Starting at the beginning of the items and ending at the line containing "[[[478,0],[415,0],[410,68],[480,70],[476,14]]]", swap "Found" for "Result" and rewrite those lines with nothing else altered.

### Supplied data
START

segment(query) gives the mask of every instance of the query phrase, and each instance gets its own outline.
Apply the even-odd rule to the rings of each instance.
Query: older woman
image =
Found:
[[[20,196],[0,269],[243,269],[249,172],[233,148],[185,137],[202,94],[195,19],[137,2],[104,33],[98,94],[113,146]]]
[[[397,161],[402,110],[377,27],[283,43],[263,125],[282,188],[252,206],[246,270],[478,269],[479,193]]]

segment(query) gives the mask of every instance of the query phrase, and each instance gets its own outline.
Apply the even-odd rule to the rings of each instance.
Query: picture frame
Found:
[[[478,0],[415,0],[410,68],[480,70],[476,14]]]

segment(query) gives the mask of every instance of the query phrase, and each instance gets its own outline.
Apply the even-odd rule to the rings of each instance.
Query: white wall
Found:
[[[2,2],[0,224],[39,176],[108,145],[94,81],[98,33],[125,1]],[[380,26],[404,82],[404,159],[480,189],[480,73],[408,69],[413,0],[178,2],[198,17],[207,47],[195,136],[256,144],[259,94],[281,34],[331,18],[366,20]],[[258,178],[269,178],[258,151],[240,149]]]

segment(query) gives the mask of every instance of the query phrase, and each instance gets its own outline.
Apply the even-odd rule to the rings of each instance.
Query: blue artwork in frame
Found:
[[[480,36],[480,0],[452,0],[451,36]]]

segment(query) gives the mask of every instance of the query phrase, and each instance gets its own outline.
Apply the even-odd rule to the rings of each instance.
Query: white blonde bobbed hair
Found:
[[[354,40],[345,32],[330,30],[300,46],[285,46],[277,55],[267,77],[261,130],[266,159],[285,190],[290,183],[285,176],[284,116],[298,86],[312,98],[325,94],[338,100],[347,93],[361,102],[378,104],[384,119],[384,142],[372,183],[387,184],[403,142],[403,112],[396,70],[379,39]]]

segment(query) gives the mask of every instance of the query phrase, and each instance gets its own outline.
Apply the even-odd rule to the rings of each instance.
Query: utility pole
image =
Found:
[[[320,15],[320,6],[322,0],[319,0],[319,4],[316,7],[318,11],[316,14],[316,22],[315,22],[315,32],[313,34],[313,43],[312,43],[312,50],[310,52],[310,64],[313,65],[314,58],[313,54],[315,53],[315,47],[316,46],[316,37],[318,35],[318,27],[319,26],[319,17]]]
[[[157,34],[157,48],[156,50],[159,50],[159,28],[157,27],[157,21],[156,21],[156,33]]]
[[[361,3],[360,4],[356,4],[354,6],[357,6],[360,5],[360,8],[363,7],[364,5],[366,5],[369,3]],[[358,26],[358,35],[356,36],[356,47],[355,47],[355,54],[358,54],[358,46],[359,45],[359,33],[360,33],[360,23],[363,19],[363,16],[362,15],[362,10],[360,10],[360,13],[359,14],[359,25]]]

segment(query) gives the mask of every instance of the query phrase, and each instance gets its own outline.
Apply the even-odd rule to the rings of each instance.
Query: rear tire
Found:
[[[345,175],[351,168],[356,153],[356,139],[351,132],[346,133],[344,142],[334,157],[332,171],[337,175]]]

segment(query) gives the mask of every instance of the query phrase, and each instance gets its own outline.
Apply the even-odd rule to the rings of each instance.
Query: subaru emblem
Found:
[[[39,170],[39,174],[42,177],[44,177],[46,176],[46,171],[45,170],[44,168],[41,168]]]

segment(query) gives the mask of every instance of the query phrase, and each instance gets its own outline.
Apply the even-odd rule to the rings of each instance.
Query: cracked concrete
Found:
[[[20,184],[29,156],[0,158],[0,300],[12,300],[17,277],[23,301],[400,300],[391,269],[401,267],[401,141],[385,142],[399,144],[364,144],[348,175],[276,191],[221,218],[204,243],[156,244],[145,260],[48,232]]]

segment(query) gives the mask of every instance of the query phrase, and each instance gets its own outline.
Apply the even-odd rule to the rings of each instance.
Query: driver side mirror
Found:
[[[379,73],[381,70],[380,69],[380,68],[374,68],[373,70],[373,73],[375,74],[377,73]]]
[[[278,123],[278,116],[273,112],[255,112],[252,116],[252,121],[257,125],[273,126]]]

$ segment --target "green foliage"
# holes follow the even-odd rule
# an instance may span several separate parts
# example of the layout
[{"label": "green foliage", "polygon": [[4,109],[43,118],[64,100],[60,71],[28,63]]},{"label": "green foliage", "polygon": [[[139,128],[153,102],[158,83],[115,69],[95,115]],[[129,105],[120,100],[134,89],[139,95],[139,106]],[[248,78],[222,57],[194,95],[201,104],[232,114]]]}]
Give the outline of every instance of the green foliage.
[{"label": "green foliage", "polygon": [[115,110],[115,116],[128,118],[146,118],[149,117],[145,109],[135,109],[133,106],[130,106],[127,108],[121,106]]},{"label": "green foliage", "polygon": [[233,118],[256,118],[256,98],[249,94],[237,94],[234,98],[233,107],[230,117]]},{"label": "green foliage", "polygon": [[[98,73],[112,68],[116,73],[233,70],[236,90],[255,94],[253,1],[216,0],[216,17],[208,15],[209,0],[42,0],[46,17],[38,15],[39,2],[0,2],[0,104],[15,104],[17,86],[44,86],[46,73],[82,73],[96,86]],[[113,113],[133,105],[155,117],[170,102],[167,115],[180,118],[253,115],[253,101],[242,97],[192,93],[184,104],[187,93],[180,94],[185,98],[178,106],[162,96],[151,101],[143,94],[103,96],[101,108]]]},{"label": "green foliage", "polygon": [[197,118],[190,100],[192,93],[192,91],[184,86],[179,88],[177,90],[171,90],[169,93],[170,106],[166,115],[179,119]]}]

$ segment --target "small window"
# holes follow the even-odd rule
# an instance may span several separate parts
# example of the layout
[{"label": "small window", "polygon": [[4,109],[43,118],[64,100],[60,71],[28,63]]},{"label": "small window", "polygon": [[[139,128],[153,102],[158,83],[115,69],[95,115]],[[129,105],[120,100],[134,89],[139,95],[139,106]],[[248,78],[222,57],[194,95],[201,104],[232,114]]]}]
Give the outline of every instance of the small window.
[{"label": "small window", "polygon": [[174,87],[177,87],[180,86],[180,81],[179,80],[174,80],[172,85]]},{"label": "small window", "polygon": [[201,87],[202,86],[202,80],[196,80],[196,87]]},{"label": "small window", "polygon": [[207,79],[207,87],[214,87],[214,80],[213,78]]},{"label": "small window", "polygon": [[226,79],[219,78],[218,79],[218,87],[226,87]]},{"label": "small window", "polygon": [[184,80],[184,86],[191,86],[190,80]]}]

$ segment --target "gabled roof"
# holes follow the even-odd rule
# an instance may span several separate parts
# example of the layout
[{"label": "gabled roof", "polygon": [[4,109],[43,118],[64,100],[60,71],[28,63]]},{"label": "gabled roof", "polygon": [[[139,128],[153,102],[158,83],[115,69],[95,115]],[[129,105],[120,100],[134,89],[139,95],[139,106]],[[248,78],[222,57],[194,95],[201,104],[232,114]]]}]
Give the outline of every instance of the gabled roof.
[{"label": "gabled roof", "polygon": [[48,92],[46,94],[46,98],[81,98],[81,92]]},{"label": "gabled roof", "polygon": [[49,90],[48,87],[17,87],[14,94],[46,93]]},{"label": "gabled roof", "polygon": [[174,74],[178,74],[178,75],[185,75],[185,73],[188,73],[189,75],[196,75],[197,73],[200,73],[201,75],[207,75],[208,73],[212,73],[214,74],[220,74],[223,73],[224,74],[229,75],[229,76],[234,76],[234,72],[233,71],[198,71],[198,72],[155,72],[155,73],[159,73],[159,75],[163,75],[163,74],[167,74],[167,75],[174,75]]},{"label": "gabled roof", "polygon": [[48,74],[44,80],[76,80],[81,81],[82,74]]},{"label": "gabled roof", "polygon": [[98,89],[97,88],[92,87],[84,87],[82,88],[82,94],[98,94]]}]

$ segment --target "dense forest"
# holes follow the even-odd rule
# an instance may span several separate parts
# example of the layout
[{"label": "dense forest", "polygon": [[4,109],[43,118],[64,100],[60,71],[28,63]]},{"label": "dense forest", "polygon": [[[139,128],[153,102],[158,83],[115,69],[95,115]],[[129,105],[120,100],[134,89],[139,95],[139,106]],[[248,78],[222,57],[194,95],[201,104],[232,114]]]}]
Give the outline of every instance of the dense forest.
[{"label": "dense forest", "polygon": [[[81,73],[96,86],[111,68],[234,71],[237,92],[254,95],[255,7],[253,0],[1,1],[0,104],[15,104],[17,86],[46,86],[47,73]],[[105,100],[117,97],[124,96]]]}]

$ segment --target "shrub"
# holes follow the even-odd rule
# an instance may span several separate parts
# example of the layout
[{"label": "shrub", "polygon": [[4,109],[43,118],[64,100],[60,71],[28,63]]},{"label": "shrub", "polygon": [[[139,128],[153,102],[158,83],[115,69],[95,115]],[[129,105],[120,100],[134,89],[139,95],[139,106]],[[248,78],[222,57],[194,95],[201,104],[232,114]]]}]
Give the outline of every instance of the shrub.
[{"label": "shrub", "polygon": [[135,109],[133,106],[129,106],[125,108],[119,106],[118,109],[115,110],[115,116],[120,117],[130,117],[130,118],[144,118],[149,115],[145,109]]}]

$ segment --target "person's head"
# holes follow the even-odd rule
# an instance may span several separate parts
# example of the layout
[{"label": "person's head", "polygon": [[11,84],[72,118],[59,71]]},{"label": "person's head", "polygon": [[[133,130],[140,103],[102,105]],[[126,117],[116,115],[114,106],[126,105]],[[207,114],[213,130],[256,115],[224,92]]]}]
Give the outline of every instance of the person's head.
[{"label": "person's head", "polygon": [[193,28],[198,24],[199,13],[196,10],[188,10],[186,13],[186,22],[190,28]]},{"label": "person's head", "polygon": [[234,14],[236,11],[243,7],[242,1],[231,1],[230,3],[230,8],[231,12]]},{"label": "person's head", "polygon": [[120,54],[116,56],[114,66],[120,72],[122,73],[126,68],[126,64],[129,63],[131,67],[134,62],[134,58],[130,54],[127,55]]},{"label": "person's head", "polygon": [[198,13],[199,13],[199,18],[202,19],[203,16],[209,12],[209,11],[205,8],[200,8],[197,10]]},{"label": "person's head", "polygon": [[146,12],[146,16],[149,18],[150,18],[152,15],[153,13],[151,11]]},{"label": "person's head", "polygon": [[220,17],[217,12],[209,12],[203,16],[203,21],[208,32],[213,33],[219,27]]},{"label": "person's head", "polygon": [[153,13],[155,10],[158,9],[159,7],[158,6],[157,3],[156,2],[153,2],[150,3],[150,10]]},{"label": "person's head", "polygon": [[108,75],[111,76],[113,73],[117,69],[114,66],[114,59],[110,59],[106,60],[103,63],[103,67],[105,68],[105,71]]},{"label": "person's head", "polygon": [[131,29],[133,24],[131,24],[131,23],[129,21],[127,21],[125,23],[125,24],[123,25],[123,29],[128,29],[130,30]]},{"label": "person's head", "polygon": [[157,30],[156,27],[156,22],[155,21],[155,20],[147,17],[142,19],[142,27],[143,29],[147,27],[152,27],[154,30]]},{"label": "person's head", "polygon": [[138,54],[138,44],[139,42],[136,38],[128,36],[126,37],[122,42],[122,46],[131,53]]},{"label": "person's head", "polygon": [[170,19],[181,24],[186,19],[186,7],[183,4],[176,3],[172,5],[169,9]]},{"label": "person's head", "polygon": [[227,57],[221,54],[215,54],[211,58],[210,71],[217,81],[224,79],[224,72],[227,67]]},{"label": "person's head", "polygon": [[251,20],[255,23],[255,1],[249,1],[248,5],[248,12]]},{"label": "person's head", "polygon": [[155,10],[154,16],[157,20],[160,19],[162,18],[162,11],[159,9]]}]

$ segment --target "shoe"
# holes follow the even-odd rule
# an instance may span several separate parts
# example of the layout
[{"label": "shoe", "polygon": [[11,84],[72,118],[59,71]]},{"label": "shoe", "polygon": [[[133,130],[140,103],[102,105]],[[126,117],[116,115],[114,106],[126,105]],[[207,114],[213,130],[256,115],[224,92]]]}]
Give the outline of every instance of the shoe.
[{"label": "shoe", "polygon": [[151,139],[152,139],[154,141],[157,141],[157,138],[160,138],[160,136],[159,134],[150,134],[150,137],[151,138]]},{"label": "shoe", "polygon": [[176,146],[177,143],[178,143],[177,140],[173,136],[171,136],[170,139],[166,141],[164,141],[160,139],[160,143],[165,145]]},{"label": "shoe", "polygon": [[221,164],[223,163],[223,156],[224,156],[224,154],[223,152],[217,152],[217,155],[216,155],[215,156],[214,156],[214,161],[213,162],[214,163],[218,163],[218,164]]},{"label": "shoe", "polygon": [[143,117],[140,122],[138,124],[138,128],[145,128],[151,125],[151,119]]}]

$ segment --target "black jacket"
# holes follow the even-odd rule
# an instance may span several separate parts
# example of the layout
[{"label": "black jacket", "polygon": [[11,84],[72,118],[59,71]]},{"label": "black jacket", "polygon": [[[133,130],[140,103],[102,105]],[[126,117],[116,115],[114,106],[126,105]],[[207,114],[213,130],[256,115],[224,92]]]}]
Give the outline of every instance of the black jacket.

END

### Right answer
segment(query) gives the mask of every instance of the query phrase, and each instance gets its own outline.
Apply the even-odd rule to the rings of each instance.
Query: older woman
image =
Result:
[[[20,196],[0,269],[243,269],[249,172],[233,148],[185,137],[202,94],[195,19],[137,2],[104,33],[98,94],[113,146]]]
[[[397,161],[402,110],[377,27],[283,43],[263,125],[282,188],[252,206],[246,270],[478,269],[479,193]]]

segment(query) gives the mask of every instance of the query phrase, and each instance gets its own outline.
Apply the even-odd rule to the rings of each instance.
Query: picture frame
Result:
[[[478,0],[415,0],[410,68],[480,70],[476,14]]]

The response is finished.